= Beginning of Section =

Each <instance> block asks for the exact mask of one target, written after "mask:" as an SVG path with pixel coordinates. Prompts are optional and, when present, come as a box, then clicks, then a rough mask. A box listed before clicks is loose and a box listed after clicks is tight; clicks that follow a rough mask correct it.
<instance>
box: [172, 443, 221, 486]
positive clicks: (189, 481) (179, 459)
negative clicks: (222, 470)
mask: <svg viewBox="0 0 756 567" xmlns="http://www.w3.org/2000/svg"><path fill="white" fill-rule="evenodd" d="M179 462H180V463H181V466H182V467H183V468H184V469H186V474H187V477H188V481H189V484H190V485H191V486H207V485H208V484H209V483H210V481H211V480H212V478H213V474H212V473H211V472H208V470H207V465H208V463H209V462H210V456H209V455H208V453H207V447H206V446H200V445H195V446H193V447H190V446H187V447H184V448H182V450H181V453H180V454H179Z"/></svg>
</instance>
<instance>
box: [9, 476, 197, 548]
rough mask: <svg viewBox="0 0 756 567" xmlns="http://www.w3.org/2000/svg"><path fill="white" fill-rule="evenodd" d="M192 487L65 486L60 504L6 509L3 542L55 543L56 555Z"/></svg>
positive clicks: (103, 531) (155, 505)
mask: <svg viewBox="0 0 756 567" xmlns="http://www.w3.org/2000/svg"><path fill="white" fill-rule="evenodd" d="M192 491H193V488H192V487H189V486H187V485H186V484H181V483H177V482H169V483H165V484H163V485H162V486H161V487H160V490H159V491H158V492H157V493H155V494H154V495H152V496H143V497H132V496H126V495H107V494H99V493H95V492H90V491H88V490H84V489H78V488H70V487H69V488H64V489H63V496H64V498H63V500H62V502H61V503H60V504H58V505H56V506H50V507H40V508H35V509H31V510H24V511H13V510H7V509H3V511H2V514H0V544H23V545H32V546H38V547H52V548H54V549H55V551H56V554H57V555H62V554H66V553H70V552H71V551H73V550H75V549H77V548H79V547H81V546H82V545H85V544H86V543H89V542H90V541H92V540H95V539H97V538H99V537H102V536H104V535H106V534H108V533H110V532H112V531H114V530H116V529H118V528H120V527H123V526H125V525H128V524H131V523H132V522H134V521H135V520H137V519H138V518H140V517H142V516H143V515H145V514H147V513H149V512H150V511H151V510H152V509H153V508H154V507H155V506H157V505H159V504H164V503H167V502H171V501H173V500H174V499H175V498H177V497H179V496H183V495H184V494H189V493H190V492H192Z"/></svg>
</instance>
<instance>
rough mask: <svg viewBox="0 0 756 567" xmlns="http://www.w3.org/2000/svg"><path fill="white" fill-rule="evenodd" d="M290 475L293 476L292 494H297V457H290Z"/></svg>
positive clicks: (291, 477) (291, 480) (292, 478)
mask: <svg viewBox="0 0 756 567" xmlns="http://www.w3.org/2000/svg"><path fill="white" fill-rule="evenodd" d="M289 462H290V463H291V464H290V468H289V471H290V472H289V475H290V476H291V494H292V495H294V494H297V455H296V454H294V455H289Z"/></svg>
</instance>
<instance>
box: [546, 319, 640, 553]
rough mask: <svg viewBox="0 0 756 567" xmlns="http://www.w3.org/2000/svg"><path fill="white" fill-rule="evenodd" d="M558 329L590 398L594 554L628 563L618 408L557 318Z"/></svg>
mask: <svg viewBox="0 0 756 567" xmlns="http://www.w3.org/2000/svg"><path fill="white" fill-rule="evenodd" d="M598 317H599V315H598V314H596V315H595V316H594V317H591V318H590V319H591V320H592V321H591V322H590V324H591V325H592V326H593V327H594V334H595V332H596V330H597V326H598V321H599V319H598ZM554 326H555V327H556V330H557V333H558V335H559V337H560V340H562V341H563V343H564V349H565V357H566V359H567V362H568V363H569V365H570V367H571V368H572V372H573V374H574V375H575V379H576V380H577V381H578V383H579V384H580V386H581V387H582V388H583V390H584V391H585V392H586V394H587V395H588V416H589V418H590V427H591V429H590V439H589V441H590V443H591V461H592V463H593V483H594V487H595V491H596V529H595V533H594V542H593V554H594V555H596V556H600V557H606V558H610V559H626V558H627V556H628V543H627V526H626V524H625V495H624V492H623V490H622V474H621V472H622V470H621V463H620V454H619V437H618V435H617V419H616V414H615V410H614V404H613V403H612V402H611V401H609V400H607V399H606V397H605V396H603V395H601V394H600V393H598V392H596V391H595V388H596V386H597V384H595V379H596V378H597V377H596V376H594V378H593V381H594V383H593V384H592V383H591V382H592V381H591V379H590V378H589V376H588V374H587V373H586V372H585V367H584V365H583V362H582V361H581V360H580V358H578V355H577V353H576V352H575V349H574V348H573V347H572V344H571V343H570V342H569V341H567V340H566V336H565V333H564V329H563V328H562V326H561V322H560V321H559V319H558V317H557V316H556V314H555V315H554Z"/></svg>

= End of Section =

Task requirements: No line may be left out; the records are to be transcribed in full.

Response:
Each <instance> block asks for the exact mask of one target, written after "mask:" as an SVG path with pixel coordinates. Prompts are optional and, when present, come as a box, then clicks, then a rough mask. A box listed before clicks is loose and a box listed after clicks is tight; clicks that follow a rough mask correct it.
<instance>
box: [172, 443, 221, 486]
positive clicks: (189, 481) (179, 459)
negative clicks: (222, 470)
mask: <svg viewBox="0 0 756 567" xmlns="http://www.w3.org/2000/svg"><path fill="white" fill-rule="evenodd" d="M179 462H180V463H181V466H182V467H183V468H184V469H186V474H187V477H188V481H189V484H190V485H191V486H207V485H208V484H209V483H210V481H211V480H212V478H213V474H212V473H211V472H208V470H207V465H208V463H209V462H210V456H209V455H208V453H207V447H206V446H200V445H195V446H193V447H190V446H187V447H184V448H182V450H181V453H180V454H179Z"/></svg>
</instance>
<instance>
box: [9, 476, 197, 548]
rough mask: <svg viewBox="0 0 756 567" xmlns="http://www.w3.org/2000/svg"><path fill="white" fill-rule="evenodd" d="M192 487L65 486L60 504L6 509L3 542L55 543L56 555Z"/></svg>
positive clicks: (103, 531) (155, 505)
mask: <svg viewBox="0 0 756 567" xmlns="http://www.w3.org/2000/svg"><path fill="white" fill-rule="evenodd" d="M192 491H193V488H192V487H189V486H187V485H186V484H181V483H177V482H169V483H165V484H163V485H162V486H161V487H160V490H159V491H158V492H157V493H155V494H154V495H152V496H143V497H132V496H126V495H107V494H99V493H95V492H90V491H88V490H84V489H78V488H70V487H69V488H64V489H63V496H64V498H63V500H62V502H61V503H60V504H58V505H56V506H50V507H40V508H35V509H31V510H24V511H13V510H7V509H3V511H2V514H0V544H23V545H32V546H38V547H52V548H54V549H55V551H56V554H57V555H62V554H66V553H70V552H71V551H73V550H75V549H77V548H79V547H81V546H82V545H85V544H86V543H89V542H90V541H92V540H95V539H97V538H99V537H102V536H104V535H106V534H108V533H110V532H112V531H114V530H116V529H118V528H120V527H123V526H125V525H128V524H131V523H132V522H134V521H135V520H137V519H138V518H140V517H142V516H143V515H145V514H147V513H149V512H150V511H151V510H152V509H153V508H154V507H155V506H157V505H159V504H164V503H167V502H171V501H173V500H174V499H175V498H177V497H179V496H183V495H184V494H189V493H190V492H192Z"/></svg>
</instance>
<instance>
rough mask: <svg viewBox="0 0 756 567" xmlns="http://www.w3.org/2000/svg"><path fill="white" fill-rule="evenodd" d="M290 475L293 476L292 494H297V457H290Z"/></svg>
positive clicks: (291, 477) (291, 480) (292, 478)
mask: <svg viewBox="0 0 756 567" xmlns="http://www.w3.org/2000/svg"><path fill="white" fill-rule="evenodd" d="M289 462H290V463H291V464H290V468H289V471H290V472H289V475H290V476H291V494H292V495H294V494H297V455H296V454H294V455H289Z"/></svg>
</instance>
<instance>
box: [546, 319, 640, 553]
rough mask: <svg viewBox="0 0 756 567" xmlns="http://www.w3.org/2000/svg"><path fill="white" fill-rule="evenodd" d="M558 329L590 398L594 554L628 563L618 408L557 318Z"/></svg>
mask: <svg viewBox="0 0 756 567" xmlns="http://www.w3.org/2000/svg"><path fill="white" fill-rule="evenodd" d="M598 317H599V315H598V314H596V315H595V316H594V317H591V318H590V319H591V320H592V321H591V322H590V324H591V325H592V326H593V327H594V334H595V332H596V330H597V326H598V321H599V319H598ZM554 326H555V327H556V330H557V333H558V335H559V337H560V340H562V341H563V343H564V349H565V357H566V359H567V362H568V363H569V365H570V367H571V368H572V372H573V374H574V375H575V379H576V380H577V381H578V383H579V384H580V386H581V387H582V388H583V390H584V391H585V392H586V394H587V395H588V416H589V418H590V427H591V429H590V439H589V441H590V443H591V461H592V463H593V483H594V487H595V491H596V529H595V533H594V542H593V554H594V555H596V556H600V557H606V558H610V559H626V558H627V556H628V543H627V526H626V524H625V495H624V492H623V490H622V474H621V472H622V470H621V463H620V454H619V437H618V435H617V419H616V414H615V410H614V404H613V403H612V402H611V401H609V400H607V399H606V397H605V396H603V395H601V394H600V393H598V392H596V391H595V388H596V386H597V384H595V379H596V378H597V377H596V376H594V378H593V381H594V383H593V384H592V383H591V382H592V381H591V379H590V378H589V376H588V374H587V373H586V372H585V367H584V365H583V362H582V361H581V360H580V358H578V355H577V353H576V352H575V349H574V348H573V347H572V344H571V343H570V342H569V341H567V340H566V336H565V333H564V329H563V328H562V326H561V322H560V321H559V319H558V317H557V316H556V314H555V315H554Z"/></svg>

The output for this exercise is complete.